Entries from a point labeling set

────────────────

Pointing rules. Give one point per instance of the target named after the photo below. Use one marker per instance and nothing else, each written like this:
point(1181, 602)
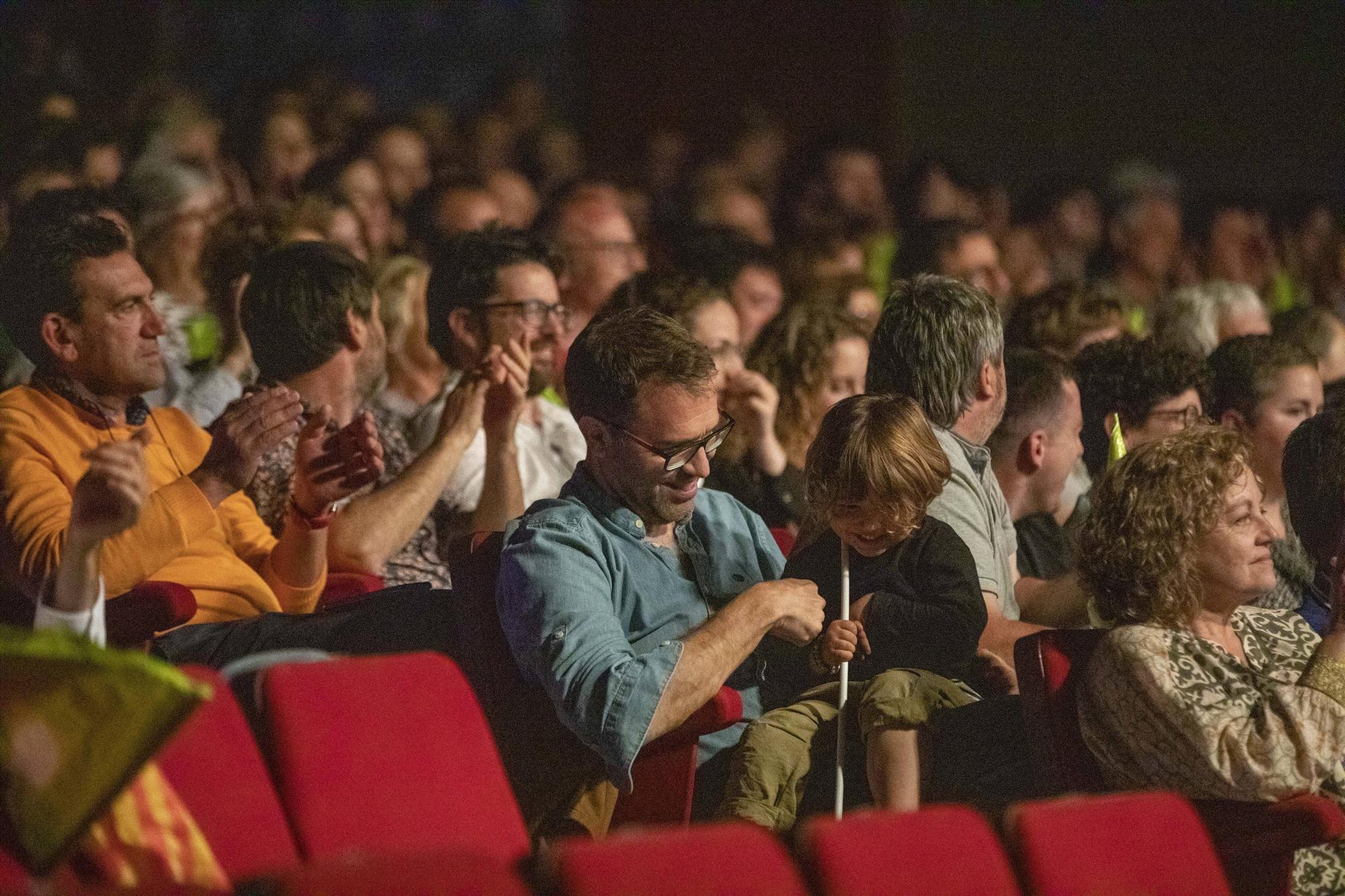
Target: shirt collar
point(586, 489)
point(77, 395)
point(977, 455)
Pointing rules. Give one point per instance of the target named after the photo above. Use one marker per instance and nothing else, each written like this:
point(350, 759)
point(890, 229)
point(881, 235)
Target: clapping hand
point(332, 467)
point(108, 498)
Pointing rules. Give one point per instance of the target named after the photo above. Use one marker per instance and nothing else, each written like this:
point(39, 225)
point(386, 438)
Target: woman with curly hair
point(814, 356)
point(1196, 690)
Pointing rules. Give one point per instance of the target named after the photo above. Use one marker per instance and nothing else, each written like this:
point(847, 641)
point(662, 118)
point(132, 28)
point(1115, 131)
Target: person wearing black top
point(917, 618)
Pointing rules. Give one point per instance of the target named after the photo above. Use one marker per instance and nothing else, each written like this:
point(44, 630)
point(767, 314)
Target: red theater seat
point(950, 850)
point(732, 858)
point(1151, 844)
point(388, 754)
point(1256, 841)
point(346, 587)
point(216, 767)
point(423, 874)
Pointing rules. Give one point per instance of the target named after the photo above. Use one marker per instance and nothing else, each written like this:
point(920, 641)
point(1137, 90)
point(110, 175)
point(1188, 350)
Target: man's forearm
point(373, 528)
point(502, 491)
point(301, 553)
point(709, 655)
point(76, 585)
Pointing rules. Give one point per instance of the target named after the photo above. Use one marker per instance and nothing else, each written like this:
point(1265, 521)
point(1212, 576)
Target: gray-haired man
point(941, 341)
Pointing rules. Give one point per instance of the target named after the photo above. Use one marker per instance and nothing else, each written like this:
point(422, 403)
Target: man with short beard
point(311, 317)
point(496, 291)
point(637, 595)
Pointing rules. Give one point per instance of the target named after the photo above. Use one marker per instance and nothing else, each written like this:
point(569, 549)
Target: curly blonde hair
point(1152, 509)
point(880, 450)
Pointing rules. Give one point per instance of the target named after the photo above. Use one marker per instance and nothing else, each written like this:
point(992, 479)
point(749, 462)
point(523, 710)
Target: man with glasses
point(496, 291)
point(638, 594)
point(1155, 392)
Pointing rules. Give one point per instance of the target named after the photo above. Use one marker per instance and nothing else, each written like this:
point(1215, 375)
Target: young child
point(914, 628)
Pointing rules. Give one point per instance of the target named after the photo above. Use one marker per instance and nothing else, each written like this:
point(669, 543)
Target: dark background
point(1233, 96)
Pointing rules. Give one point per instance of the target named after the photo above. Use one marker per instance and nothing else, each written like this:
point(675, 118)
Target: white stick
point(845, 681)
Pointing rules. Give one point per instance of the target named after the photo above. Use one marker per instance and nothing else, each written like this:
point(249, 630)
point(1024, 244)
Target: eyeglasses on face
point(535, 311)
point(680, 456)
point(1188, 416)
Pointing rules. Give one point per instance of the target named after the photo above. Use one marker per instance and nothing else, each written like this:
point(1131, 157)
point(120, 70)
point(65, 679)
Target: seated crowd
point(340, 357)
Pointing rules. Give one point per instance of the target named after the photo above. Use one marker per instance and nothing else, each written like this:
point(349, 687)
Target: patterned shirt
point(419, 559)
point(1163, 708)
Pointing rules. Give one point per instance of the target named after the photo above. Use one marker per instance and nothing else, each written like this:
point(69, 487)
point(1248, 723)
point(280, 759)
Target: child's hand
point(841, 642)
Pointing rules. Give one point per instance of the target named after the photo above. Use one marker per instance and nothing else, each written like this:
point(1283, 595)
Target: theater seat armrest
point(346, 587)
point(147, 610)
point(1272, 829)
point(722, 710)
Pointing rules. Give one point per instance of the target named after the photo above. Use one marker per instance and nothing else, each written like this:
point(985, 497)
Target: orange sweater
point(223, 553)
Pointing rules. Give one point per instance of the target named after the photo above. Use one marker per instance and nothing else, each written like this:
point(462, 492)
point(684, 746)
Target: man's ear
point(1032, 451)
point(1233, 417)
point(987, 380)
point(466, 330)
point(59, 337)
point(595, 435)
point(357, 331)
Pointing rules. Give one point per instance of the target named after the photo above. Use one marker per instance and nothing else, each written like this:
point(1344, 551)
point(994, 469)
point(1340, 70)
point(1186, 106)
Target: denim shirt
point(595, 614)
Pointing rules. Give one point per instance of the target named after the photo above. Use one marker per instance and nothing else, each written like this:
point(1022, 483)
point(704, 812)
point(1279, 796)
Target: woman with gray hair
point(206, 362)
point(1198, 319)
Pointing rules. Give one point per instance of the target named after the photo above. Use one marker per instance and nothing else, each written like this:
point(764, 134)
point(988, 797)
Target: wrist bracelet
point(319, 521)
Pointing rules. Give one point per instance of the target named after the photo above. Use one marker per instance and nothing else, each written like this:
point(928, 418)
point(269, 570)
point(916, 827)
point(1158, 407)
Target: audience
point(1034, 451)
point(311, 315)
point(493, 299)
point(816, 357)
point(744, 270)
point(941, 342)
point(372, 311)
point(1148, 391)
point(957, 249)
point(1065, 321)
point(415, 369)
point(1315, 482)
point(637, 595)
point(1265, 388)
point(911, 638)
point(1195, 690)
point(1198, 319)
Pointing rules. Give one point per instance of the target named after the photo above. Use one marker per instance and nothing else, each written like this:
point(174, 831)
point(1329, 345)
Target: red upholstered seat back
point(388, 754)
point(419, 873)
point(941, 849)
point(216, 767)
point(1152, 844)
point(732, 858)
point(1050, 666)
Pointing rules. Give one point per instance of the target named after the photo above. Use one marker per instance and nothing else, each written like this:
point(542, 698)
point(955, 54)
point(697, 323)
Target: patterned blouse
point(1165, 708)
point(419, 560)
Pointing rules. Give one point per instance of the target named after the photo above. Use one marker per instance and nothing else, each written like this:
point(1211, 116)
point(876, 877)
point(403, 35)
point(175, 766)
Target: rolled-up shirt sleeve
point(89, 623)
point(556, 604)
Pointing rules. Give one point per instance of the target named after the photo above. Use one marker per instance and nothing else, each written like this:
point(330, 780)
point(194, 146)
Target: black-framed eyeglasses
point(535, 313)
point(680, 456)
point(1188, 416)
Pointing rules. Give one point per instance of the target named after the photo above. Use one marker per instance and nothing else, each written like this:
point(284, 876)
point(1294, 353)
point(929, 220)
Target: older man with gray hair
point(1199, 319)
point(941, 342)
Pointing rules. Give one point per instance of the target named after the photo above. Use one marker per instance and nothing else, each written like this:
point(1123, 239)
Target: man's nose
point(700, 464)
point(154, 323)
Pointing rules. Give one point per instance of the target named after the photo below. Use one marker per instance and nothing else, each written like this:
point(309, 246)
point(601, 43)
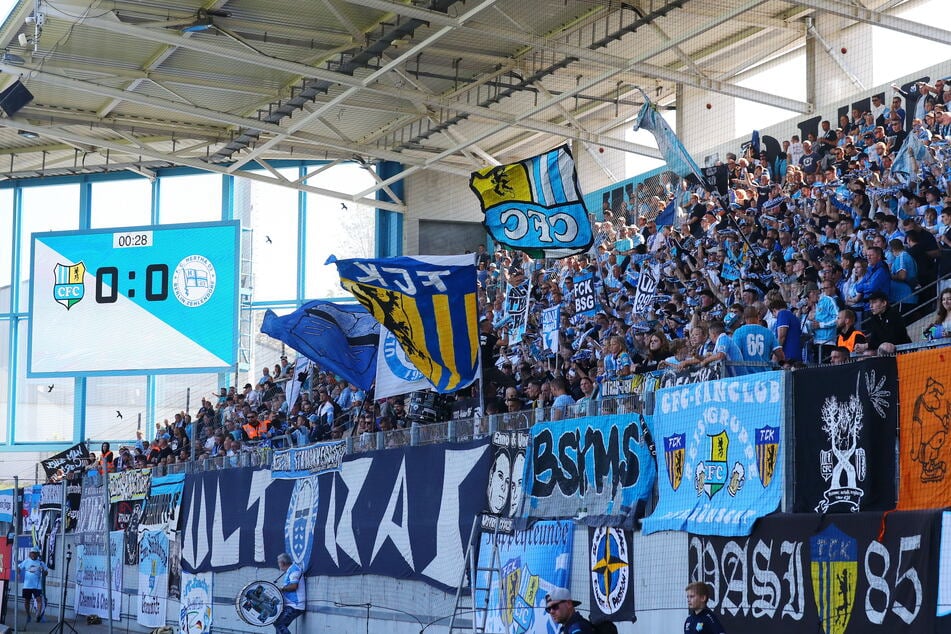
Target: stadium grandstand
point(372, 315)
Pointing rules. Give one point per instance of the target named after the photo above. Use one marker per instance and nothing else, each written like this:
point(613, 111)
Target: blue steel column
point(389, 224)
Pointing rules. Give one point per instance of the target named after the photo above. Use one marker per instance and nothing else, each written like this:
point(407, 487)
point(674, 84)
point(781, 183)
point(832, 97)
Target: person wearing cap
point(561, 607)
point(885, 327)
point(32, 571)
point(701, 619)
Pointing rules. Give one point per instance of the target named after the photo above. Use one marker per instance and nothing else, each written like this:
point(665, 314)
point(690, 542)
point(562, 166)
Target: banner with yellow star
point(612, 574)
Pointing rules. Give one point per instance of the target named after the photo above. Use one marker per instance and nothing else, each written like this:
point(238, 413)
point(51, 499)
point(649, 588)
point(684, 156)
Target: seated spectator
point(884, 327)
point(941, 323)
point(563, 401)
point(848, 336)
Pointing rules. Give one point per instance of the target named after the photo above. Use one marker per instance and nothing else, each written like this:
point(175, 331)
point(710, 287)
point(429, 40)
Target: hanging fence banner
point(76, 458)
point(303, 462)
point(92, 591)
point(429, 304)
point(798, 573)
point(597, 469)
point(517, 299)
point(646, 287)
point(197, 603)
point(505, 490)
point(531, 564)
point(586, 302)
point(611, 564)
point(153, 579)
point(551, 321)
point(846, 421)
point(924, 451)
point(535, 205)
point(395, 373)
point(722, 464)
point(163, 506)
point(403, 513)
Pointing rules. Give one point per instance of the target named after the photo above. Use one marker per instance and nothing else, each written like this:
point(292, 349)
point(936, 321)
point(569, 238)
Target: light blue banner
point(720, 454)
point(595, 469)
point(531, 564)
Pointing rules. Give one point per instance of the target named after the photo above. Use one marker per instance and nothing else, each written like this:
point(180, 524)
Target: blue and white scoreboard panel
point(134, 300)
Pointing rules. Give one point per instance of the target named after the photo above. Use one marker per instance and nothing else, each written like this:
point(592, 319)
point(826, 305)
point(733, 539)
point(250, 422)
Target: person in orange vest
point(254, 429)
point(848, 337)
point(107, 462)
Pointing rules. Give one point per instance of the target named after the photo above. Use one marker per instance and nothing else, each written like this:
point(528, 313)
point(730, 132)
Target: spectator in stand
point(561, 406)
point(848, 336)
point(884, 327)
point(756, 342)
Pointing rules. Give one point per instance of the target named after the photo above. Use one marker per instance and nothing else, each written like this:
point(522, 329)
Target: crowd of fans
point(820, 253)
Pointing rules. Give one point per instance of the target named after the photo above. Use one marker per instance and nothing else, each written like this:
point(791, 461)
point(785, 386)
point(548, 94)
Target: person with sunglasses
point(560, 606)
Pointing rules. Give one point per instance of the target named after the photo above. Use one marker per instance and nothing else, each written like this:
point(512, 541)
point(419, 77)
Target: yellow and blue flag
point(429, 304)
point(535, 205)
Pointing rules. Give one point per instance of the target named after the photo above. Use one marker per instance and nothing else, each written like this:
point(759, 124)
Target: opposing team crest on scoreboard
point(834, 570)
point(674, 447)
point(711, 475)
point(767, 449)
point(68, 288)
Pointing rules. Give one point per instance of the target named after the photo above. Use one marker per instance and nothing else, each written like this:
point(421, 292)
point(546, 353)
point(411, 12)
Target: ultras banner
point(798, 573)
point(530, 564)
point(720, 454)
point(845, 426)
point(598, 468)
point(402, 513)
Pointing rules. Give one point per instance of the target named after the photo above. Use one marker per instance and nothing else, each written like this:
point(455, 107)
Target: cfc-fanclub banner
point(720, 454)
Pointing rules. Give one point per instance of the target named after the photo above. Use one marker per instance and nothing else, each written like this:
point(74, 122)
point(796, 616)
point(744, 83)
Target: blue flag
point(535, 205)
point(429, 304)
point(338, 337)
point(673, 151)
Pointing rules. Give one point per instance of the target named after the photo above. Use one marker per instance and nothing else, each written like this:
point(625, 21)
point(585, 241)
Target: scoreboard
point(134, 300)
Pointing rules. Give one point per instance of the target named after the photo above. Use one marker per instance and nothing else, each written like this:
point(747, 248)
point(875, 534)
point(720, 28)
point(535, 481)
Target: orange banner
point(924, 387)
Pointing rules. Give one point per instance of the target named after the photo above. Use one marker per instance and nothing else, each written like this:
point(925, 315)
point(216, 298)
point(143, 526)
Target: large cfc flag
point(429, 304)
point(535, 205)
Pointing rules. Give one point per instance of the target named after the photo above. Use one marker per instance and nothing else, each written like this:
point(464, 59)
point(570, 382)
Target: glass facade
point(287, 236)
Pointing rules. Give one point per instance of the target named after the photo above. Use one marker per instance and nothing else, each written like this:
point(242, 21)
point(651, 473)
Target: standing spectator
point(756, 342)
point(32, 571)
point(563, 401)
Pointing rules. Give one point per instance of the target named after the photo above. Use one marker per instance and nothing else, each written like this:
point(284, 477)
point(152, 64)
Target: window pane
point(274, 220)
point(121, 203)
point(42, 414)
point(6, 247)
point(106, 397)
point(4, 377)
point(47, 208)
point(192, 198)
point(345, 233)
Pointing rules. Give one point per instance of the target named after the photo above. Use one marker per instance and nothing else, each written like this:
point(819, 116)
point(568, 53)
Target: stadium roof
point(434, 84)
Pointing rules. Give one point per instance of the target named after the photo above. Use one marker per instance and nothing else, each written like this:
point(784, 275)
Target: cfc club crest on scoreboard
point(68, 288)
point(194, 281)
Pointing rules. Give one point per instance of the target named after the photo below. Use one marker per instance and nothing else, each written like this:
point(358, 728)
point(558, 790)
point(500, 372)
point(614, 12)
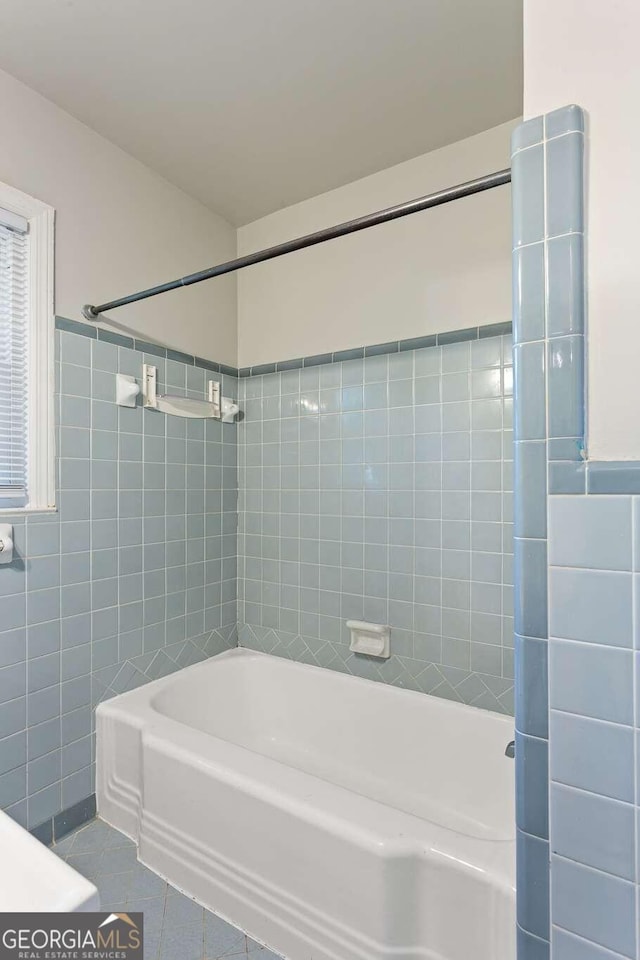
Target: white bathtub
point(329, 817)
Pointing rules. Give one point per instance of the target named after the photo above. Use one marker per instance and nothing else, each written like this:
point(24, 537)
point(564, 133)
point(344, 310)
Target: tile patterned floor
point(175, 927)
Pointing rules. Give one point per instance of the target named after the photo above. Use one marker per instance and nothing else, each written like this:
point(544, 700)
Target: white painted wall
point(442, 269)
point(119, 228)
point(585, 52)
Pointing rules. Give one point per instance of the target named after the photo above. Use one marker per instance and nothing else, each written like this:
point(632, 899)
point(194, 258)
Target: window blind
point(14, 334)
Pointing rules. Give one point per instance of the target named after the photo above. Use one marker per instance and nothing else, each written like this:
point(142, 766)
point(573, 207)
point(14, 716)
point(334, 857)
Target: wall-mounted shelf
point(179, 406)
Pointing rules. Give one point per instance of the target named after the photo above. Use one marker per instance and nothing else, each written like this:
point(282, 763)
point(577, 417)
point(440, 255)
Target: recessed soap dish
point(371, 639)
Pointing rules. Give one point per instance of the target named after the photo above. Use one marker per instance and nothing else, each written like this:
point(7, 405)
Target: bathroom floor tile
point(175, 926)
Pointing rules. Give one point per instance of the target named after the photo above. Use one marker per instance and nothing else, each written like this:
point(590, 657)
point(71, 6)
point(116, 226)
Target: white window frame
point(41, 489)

────────────────

→ **WHAT TO WORK ON**: Rewrite everything from the start of the entries down to the line with "point(423, 874)", swapping "marker" for "mark" and keeping all else the same. Leave the pictures out of your answer.

→ **COMPLETE OUTPUT**:
Pointing rules. Give one point per instance of the target named after the photo below. Use one mark per instance and nothing else, each written like this:
point(1181, 602)
Target: shirt collar
point(586, 489)
point(77, 395)
point(977, 455)
Pointing rules. Give one point per instance of the target named after the photo above. Use one mark per instance and nothing else, each written like this:
point(350, 759)
point(890, 229)
point(881, 235)
Target: clapping hand
point(332, 467)
point(108, 498)
Pointing rules. Give one point per instance of the target named after the photo above. Use one mark per instance and nothing else, each written like this:
point(39, 225)
point(386, 438)
Target: woman with curly hair
point(814, 356)
point(1196, 690)
Pointing rules. Give one point per instance of the target named after the photo above. Use one mark per instance and nothing else, each written like this:
point(847, 641)
point(662, 118)
point(132, 28)
point(1115, 131)
Target: person wearing black top
point(917, 618)
Pointing rules. Give one point per instance of the target named after the photo above. Use one mark per instance and nothing else, each written like this:
point(44, 630)
point(767, 314)
Target: red theater seat
point(950, 850)
point(732, 858)
point(1151, 844)
point(388, 754)
point(1256, 841)
point(346, 587)
point(216, 767)
point(423, 874)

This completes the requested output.